== Problem A ==
Decide whether each statement agrees with the forum thread on bicycle weight below: (i) AndrwSwitch gives a racing weight of 140 to 145 lb; (ii) AndrwSwitch says a chainring weighs about 50g; (iii) dcorn says that lift reduces a rider's mass. Answer yes or no for each and quote the deciding words of the thread.
== Problem B ==
Pick up the forum thread on bicycle weight below at the point where it stops, and extend it.

***** Document section

Carrying one bottle of water instead of two?

Would lighter wheels make me faster, even if I'm not climbing much?

Would a much lighter frame/build make me faster even if I'm on the same (sorta heavy) wheels?

What if I dropped 10-15 lbs but kept the same weight bike, could I tell when riding?


These are all questions I'd love to know because it could potentially save me quite a bit of money haha.


----------



## DrSmile

What if they design airfoil clothing that creates lift, would you go faster because it make you and the bike weigh less?


----------



## AndrwSwitch

One of my promises for myself when I finish my Master's is a bike that comes out of the box purpose-built for racing. Probably XC, but that scene is shrinking in my state, so we'll see what I'm doing in two years.

Anyway, if I'm able to get back to my racing weight again - 140 to 145 lb - it makes sense to me to care more about weight. And if you're going to build up a bike with light weight as a goal, it makes sense to start at the frame. Especially since it's one of the higher volume and more massive elements of the bike, so there's more there to work with. Not like trying to cut weight from a chainring - it weighs only 50g to begin with, so any swing is going to be pretty small.

That said, if I had to choose a place to have ballast added to a bike, it would be the frame.

Adding and removing water bottles is a good experiment. Sometimes I think I can tell the difference with back-to-back rides with full and empty bottles. Sometimes I think it must be in my head. That's about 3 lb.


----------



## dcorn

DrSmile said:


> What if they design airfoil clothing that creates lift, would you go faster because it make you and the bike weigh less?


Nope. Creating either lift or downforce means that you are creating drag, and that only slows you down. 

Lift doesn't reduce your mass either, which is really what we are talking about here. Weight weenies sounds better, but technically everyone here is trying to cut mass from their bike. 




AndrwSwitch said:


> One of my promises for myself when I finish my Master's is a bike that comes out of the box purpose-built for racing. Probably XC, but that scene is shrinking in my state, so we'll see what I'm doing in two years.
> 
> Anyway, if I'm able to get back to my racing weight again - 140 to 145 lb - it makes sense to me to care more about weight. And if you're going to build up a bike with light weight as a goal, it makes sense to start at the frame. Especially since it's one of the higher volume and more massive elements of the bike, so there's more there to work with. Not like trying to cut weight from a chainring - it weighs only 50g to begin with, so any swing is going to be pretty small.

**********
***** Data

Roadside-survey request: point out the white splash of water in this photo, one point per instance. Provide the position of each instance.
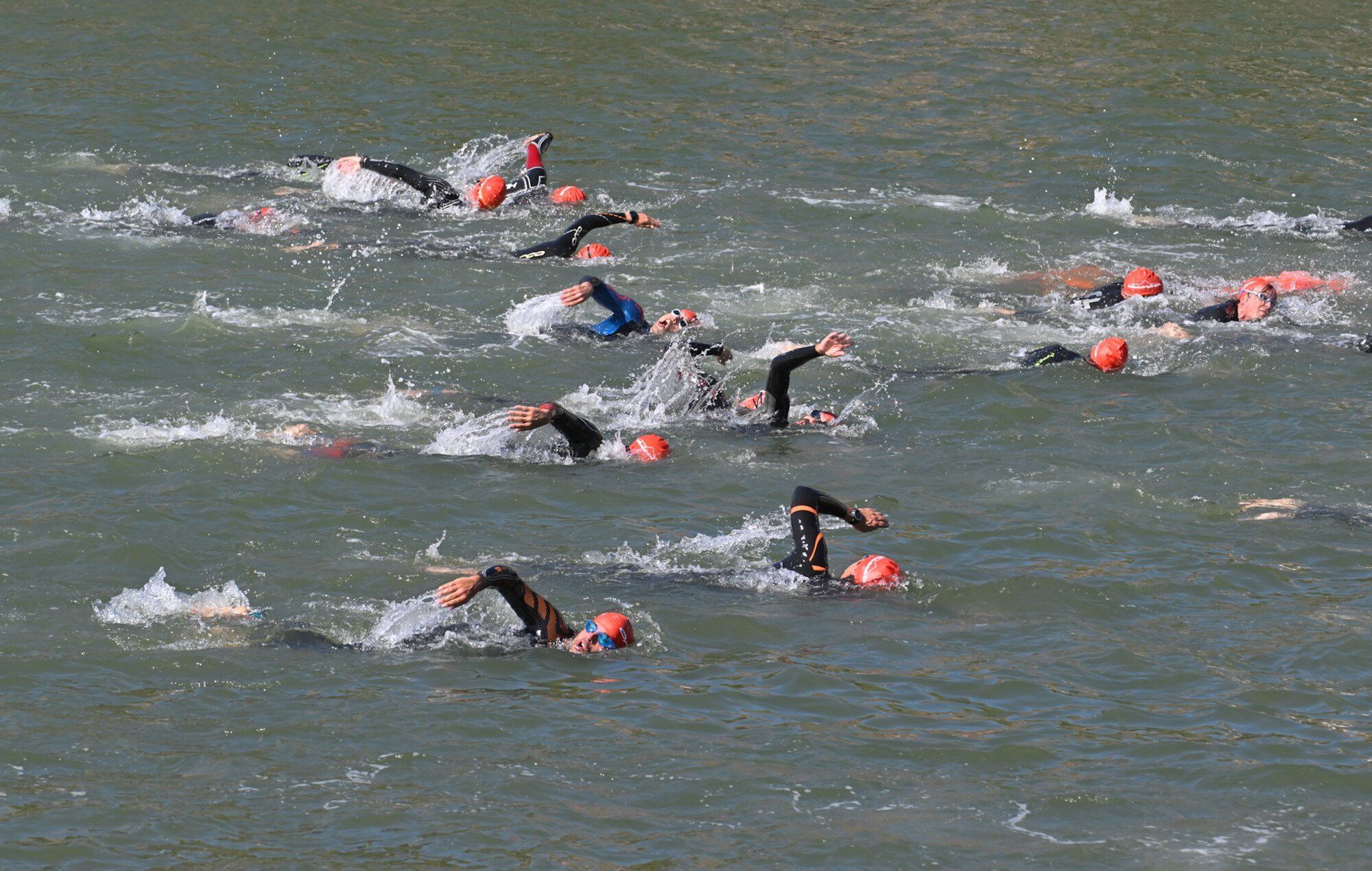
(157, 601)
(533, 316)
(1108, 205)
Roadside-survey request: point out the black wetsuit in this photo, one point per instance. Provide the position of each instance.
(582, 436)
(1223, 312)
(1102, 297)
(440, 193)
(571, 238)
(777, 395)
(1049, 355)
(543, 623)
(810, 555)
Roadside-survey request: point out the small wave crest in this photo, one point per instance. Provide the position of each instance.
(157, 601)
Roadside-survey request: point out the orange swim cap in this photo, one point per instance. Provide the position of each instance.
(754, 402)
(593, 251)
(567, 196)
(489, 193)
(817, 418)
(873, 570)
(1142, 283)
(1111, 355)
(650, 448)
(618, 627)
(1260, 285)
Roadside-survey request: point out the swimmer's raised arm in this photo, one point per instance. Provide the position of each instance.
(541, 620)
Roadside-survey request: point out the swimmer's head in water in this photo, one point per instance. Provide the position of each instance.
(1111, 355)
(1142, 283)
(593, 251)
(567, 196)
(488, 193)
(818, 418)
(873, 570)
(674, 321)
(650, 448)
(753, 403)
(1256, 299)
(610, 631)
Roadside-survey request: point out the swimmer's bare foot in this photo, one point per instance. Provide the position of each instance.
(296, 430)
(1290, 504)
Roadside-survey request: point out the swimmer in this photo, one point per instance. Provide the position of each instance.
(1256, 300)
(582, 436)
(1141, 282)
(235, 219)
(543, 623)
(810, 557)
(1294, 509)
(1109, 355)
(626, 316)
(774, 400)
(566, 245)
(438, 193)
(330, 448)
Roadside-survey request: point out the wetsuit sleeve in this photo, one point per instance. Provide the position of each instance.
(566, 245)
(541, 620)
(1225, 312)
(625, 312)
(437, 191)
(810, 554)
(779, 382)
(1102, 297)
(1049, 355)
(582, 436)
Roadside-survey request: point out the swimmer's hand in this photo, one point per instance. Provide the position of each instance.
(577, 294)
(835, 345)
(529, 417)
(220, 612)
(1174, 330)
(868, 520)
(460, 591)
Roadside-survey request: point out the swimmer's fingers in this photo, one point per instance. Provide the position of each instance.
(459, 591)
(871, 520)
(528, 417)
(577, 294)
(835, 345)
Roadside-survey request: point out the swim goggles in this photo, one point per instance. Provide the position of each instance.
(604, 640)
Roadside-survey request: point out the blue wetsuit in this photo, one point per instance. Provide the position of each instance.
(626, 315)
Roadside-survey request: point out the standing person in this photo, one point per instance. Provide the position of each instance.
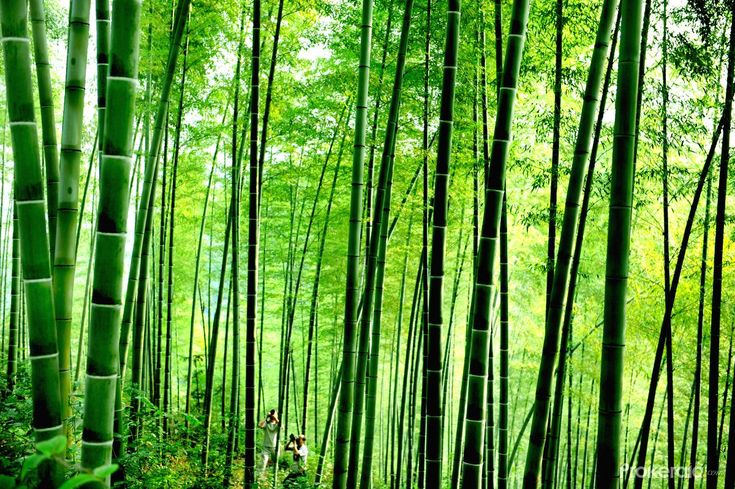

**********

== Exercise output A ==
(i) Yes: "if I'm able to get back to my racing weight again - 140 to 145 lb"
(ii) Yes: "it weighs only 50g to begin with"
(iii) No: "Lift doesn't reduce your mass either"

== Exercise output B ==
> 
> That said, if I had to choose a place to have ballast added to a bike, it would be the frame.
> 
> Adding and removing water bottles is a good experiment. Sometimes I think I can tell the difference with back-to-back rides with full and empty bottles. Sometimes I think it must be in my head. That's about 3 lb.


I think you're right on this. I agree that the 'best' place to have weight if you are going to have it at all is in the frame because it is the most central location on your full setup. It won't throw the balance off too much by having weight way out somewhere like the seat (saddle bag) or the bars or your helmet. Then again, I think the best place to remove weight is definitely the wheels, especially the outer rims. 

One of these days I need to do a quick 'study' to see how I can ride with just one bottle of water, especially when it's not too hot out. Plus there are usually fountains along my route that I can refill. That and reduce the number of things I keep in my seatbag and on my person. That all reduces 'frame weight' in the manner we are discussing and is a cheap way to do so. My frame and componentry itself is already pretty damn light, its just the accessories I add to it to make me self sufficient on the trail/road.


----------



## AndrwSwitch

...and this is where it becomes apparent that "Save Some Weight" is not my usual forum.

I almost never ride with less than two water bottles. Sometimes I like to have one filled with half-strength gatorade and one with water, and sometimes just because my rides are usually over an hour and I don't like to have to stop.

I could swear I could tell a difference in the handling of my mountain bike with and without the seat wedge. That only ever contains two tubes, a spare link, and sometimes a patch kit. I carry a pump and a multi tool in a jersey pocket. For a while, I was leaving it in my truck when I was racing, on the theory that if I flatted, I was out of the race anyway. A couple years ago I did flat in the last lap of a normal-length XC race. I wasn't doing especially well, but it took about twenty minutes for the back of the race to catch up to me, and a while for me to walk out. That sucked, and I can change a tube in less than twenty minutes. So I probably wouldn't have been last, and I would have finished and collected a lot more series points. Since then, the tubes and tools come with me for XC races too.

I still don't take tools with me for cyclocross, short-course XC, or a criterium. If I did a fully-supported road race, I might not. But for all other riding, I can fix a flat or a broken chain, I have water and maybe some gels or bars for the expected length (sometimes I stuff a third bottle in a jersey pocket. Longer than that, and I'm thinking about where I can find a drinking fountain. Unless it's MTB, then I add a hydration pack for up to three more hours.) I also throw fenders on most of my bikes about seven months out of the year.

I'm not one of those kitchen sink riders either, though. At least, not according to me.  I have a single tool that does all those jobs, rather than a bunch of individual tools (seriously, seen it) and I take what I consider to be a sane amount of food with me.

Anyway, I think this is an area where a sense of perspective really pays. Are you 20 lb overweight? I am right now. Are you competing? If you have a problem, can you finish the race? (Is the race long enough for that to be worthwhile?)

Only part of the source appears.